**PARTS OF THE EXERCISE**
**a)** What is the Spanish translation of this sentence from the passage on machine learning in health care: "Developing AI in health through the application of ML is a fertile area of research, but the rapid pace of change, diversity of different techniques and multiplicity of tuning parameters make it difficult to get a clear picture of how accurate these systems might be in clinical practice or how reproducible they are in different clinical contexts."?
**b)** How would you continue the passage on machine learning in health care, starting after its last sentence?

Unscalable oversight: As the system is learning new strategies for heparin management
for novel patient groups, the management strategies it proposes require inconveniently
frequent and expensive aPTT measurement.
At present these issues are merely theoretical in medicine, but they have been observed
in ML test environments51 and are increasingly becoming relevant in applications such
as autonomous driving systems.31
Conclusion
Developing AI in health through the application of ML is a fertile area of research,
but the rapid pace of change, diversity of different techniques and multiplicity of
tuning parameters make it difficult to get a clear picture of how accurate these systems
might be in clinical practice or how reproducible they are in different clinical contexts.

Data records
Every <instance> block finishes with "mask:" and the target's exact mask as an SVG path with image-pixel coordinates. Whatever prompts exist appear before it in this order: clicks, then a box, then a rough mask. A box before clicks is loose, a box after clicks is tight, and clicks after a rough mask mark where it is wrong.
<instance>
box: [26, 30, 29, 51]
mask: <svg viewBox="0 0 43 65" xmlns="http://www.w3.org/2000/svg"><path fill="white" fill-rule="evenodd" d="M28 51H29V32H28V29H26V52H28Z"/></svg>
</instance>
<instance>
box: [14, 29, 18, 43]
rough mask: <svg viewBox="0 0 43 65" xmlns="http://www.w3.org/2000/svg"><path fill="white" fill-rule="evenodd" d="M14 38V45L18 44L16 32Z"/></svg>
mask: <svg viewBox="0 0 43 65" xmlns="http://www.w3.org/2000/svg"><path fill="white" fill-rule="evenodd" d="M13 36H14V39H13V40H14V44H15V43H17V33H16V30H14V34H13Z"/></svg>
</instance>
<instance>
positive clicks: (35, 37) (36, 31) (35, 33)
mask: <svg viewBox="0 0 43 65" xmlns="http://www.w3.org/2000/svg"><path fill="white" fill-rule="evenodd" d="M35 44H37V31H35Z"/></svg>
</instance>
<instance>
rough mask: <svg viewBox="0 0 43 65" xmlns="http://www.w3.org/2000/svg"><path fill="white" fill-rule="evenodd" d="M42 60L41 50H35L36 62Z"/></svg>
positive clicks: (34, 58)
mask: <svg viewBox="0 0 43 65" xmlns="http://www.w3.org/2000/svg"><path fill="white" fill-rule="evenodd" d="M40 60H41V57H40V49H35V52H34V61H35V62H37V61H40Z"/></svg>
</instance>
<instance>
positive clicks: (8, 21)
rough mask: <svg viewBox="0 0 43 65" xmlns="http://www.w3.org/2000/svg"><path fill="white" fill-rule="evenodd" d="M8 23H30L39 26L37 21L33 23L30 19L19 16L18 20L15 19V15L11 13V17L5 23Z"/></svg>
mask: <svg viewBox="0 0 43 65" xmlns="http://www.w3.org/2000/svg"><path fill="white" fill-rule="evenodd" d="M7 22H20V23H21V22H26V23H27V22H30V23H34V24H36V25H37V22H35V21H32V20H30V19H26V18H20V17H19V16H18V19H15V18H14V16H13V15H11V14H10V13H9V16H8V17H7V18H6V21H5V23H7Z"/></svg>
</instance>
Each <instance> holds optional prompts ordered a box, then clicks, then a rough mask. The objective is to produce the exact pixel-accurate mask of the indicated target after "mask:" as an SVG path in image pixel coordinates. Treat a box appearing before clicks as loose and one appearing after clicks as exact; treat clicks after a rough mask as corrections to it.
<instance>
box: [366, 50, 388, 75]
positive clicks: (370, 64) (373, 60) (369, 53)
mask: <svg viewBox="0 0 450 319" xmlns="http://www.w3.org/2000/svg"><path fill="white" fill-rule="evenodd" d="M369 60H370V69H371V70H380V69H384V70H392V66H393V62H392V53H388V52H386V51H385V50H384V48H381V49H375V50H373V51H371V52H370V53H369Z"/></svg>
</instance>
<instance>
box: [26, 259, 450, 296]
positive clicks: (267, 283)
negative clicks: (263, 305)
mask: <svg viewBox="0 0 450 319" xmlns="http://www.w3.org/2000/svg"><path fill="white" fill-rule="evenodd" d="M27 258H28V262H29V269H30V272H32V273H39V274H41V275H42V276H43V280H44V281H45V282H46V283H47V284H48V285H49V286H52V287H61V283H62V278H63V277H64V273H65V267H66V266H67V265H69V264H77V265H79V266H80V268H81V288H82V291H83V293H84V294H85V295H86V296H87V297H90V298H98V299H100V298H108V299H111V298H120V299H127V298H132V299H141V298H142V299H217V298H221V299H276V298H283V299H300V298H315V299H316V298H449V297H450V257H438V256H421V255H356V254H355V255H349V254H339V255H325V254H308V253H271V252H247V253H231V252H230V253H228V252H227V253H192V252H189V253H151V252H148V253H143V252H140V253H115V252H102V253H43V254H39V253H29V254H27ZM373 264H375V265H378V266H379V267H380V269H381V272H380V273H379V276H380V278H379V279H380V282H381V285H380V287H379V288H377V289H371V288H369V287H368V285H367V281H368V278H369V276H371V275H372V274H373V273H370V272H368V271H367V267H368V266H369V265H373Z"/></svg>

**ANSWERS PROVIDED**
**a)** Desarrollar la IA en el ámbito de la salud mediante la aplicación del ML es un campo de investigación fértil, pero el rápido ritmo de cambio, la diversidad de técnicas distintas y la multiplicidad de parámetros de ajuste dificultan obtener una idea clara de cuán precisos podrían ser estos sistemas en la práctica clínica o de cuán reproducibles son en distintos contextos clínicos.

**b)**
This is compounded by a lack of consensus about how ML studies should report potential
bias, for which the authors believe the Standards for Reporting of Diagnostic Accuracy
initiative52 could be a useful starting point. Researchers need also to consider how
ML models, like scientific data sets, can be licensed and distributed to facilitate
reproduction of research results in different settings.
As ML matures we suggest a set of short-term and medium-term clinical safety issues
(see table 1) that need addressing to bring these systems from laboratory to bedside.
This framework is supported by a set of quality control questions (Box 1) that are
designed to help clinical safety professionals and those involved in developing ML
systems to identify areas of concern. Detailed mitigation of these issues is a large
topic that cannot be addressed here, but is discussed by Amodei et al
32 and Varshney et al.46
Box 1
- Quality control questions for short-term and medium-term issues in machine learning
Distributional shift
Has the system been tested in diverse locations, underlying software architectures
(such as electronic health records), and populations?
How can we be sure the training data matches what we expect to see in real life and
does not contain bias?
How can we be confident of the quality of the ‘labels’ the system is trained on?
Do the ‘labels’ represent a concrete outcome (‘ground truth’) or a clinical opinion?
How has imbalance in the training set been addressed?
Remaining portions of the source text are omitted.